• _What the task asks_: Everything from the line with "[mark] the corrugated" to the end of the data should be restated word for word, and nothing before it.

Start of Given data

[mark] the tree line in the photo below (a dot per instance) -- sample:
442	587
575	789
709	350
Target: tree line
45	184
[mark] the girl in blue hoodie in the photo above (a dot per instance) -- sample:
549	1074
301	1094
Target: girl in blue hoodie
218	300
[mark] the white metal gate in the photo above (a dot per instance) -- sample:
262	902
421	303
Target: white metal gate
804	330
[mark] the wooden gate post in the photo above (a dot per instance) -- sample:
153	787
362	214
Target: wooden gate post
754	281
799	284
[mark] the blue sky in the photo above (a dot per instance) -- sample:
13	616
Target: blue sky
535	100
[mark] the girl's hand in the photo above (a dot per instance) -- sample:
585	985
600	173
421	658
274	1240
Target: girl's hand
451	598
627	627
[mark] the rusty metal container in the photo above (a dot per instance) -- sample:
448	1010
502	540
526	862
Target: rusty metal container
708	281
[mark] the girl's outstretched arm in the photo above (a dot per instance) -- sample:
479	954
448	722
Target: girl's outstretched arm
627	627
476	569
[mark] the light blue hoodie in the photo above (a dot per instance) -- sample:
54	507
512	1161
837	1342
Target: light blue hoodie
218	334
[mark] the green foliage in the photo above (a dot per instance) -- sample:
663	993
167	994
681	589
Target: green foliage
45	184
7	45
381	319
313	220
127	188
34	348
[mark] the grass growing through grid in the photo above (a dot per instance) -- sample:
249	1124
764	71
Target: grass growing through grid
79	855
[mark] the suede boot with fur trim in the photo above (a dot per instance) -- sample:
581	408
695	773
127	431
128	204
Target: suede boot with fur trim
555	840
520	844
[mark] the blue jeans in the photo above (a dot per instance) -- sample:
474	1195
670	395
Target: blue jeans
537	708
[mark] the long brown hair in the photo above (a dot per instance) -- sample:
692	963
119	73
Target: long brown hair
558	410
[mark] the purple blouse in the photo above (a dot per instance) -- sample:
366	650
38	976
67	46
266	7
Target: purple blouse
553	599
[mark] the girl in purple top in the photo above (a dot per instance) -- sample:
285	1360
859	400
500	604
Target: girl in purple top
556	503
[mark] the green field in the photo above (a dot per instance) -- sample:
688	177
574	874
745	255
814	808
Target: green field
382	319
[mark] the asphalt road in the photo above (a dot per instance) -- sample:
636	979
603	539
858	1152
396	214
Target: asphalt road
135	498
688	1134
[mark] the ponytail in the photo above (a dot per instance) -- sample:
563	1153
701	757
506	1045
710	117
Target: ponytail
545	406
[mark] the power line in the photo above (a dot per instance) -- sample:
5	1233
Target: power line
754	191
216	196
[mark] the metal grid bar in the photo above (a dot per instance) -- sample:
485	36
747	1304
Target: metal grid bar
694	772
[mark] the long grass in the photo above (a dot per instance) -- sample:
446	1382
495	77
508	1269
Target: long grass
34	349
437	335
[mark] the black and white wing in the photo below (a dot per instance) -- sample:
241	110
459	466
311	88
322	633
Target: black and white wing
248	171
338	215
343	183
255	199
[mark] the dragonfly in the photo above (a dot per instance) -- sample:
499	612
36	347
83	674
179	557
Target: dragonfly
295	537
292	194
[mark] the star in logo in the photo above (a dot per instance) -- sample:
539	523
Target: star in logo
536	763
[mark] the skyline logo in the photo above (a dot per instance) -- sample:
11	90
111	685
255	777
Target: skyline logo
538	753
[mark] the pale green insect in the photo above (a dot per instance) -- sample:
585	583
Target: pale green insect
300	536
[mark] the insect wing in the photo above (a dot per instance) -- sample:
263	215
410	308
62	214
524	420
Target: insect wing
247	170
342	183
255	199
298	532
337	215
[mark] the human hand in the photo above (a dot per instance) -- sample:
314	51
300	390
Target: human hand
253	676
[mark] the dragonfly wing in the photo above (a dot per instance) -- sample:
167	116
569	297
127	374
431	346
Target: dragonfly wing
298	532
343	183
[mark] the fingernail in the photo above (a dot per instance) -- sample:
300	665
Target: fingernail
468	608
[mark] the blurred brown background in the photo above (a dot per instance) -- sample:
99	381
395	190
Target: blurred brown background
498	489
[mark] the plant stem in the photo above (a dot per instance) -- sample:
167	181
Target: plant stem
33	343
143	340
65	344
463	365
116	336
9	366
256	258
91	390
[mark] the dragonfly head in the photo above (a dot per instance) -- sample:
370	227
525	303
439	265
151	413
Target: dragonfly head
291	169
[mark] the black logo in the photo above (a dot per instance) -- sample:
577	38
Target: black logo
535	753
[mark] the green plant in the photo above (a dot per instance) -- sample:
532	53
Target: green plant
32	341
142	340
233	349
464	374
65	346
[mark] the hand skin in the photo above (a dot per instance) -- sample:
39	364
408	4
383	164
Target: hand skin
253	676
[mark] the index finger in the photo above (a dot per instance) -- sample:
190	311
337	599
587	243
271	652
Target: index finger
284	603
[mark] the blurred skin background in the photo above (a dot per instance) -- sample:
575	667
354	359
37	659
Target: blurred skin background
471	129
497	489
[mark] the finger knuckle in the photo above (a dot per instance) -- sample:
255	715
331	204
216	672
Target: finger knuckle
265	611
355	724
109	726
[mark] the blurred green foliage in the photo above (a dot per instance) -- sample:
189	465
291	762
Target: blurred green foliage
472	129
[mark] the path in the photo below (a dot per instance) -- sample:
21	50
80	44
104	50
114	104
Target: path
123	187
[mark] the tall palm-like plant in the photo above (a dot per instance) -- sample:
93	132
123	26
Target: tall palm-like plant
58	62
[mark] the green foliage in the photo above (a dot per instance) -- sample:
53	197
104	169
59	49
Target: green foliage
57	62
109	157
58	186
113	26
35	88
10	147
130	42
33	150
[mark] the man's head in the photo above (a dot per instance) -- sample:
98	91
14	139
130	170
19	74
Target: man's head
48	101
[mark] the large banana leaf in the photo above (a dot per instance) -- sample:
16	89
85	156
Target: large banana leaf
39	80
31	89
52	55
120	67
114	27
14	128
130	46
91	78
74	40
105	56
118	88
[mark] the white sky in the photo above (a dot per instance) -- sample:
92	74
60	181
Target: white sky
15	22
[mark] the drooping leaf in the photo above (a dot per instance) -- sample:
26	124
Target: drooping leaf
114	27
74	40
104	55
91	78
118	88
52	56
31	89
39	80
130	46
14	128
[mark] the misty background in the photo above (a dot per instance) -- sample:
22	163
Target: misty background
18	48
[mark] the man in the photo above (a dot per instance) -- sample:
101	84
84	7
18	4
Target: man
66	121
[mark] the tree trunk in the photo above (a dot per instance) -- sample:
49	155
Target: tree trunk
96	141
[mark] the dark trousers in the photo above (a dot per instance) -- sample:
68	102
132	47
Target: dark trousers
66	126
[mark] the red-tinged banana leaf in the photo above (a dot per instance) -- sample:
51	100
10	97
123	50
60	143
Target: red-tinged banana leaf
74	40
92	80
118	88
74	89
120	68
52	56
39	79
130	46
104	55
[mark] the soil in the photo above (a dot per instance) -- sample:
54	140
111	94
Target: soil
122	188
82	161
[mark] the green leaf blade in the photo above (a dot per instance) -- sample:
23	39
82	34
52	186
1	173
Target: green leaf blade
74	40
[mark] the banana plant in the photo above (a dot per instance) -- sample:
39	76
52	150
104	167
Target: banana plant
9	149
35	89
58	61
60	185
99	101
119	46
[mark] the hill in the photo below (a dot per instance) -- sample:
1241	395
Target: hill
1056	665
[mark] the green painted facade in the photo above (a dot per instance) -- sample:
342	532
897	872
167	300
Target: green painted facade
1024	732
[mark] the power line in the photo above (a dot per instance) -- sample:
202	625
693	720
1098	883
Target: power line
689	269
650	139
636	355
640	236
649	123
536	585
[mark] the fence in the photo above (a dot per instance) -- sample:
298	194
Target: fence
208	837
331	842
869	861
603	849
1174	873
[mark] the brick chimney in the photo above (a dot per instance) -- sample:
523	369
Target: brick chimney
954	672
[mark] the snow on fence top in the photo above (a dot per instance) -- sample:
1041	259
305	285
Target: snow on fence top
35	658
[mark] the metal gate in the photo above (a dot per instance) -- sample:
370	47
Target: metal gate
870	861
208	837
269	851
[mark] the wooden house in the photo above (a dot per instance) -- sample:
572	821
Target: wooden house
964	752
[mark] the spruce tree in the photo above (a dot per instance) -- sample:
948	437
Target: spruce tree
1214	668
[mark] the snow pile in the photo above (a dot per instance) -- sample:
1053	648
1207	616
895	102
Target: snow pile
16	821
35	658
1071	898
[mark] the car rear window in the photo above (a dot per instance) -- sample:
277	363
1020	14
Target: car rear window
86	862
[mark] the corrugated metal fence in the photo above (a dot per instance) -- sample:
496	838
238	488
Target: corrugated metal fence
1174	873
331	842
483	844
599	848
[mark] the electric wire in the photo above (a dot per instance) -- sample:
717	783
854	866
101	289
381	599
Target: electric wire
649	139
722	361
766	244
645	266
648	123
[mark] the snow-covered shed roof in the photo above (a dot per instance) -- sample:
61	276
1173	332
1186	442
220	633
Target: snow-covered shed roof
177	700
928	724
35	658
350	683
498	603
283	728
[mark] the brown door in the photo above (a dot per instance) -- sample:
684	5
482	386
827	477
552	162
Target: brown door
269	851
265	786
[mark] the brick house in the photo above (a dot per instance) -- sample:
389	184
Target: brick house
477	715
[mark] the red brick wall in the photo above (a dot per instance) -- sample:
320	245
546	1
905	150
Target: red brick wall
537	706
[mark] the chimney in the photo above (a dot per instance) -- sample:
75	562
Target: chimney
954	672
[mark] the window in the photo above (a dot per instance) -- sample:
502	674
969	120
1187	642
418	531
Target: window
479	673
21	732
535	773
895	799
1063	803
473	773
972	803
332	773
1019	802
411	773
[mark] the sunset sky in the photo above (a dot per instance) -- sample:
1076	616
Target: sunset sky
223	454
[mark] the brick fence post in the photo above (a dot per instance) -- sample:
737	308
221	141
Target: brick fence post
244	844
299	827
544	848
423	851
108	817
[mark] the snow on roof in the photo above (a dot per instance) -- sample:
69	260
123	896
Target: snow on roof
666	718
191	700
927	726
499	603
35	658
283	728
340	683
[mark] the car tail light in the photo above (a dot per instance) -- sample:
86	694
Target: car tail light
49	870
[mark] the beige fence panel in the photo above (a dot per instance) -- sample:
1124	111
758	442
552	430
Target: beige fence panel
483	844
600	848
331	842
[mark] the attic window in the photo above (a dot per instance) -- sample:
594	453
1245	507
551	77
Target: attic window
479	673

End of Given data

• _Exercise result_:
[mark] the corrugated metal fence in the photo above (a dot per instance) -- sample:
496	838
238	488
Target: corrugated metal fence
1174	873
331	842
483	844
599	848
[mark] the electric wire in the photo above (a dot per instance) -- sample:
717	783
854	866
101	289
381	599
Target: electric wire
649	139
722	361
766	244
645	266
648	123
[mark] the snow-covered shed roof in the photo above (a dot per instance) -- sample:
61	276
1173	332
1186	442
220	633
Target: snow-covered shed roof
177	700
928	724
35	658
350	683
498	603
283	728
[mark] the brown door in the photo above (a dot per instance) -- sample:
684	5
482	386
827	477
552	162
Target: brown door
269	851
265	786
[mark] the brick house in the photo above (a dot per instance) -- sample:
389	184
Target: brick house
477	715
[mark] the red brick wall in the photo above (a dot per instance) -- sample:
320	245
546	1
905	150
Target: red brick wall
537	706
[mark] the chimney in the photo above (a dot per instance) -- sample:
75	562
Target: chimney
954	672
[mark] the window in the photo above (a dot per instance) -- sample:
502	674
969	120
1187	642
418	531
Target: window
479	673
21	732
535	773
895	799
1063	803
473	773
972	803
332	773
1019	802
411	773
[mark] the sunset sky in the photo above (a dot per instance) -- sample:
1076	616
Target: sunset sky
223	454
[mark] the brick fence post in the photo above (a dot per instance) -- sample:
737	308
221	141
Target: brick fence post
244	844
299	827
544	848
423	851
108	817
[mark] the snow on roof in the photo above (a dot per instance) -- sample:
69	260
123	896
Target: snow on roof
666	718
191	700
927	726
499	603
35	658
283	728
340	683
[mark] the car tail light in the photo above (a dot per instance) -- sample:
86	694
Target: car tail light
49	870
[mark] the beige fence panel in the photo above (a dot per instance) -- sample:
1124	111
758	442
552	430
Target: beige fence panel
483	844
600	848
331	842
[mark] the attic window in the photo above (a dot per instance) -- sample:
594	453
1245	507
551	77
Target: attic window
479	673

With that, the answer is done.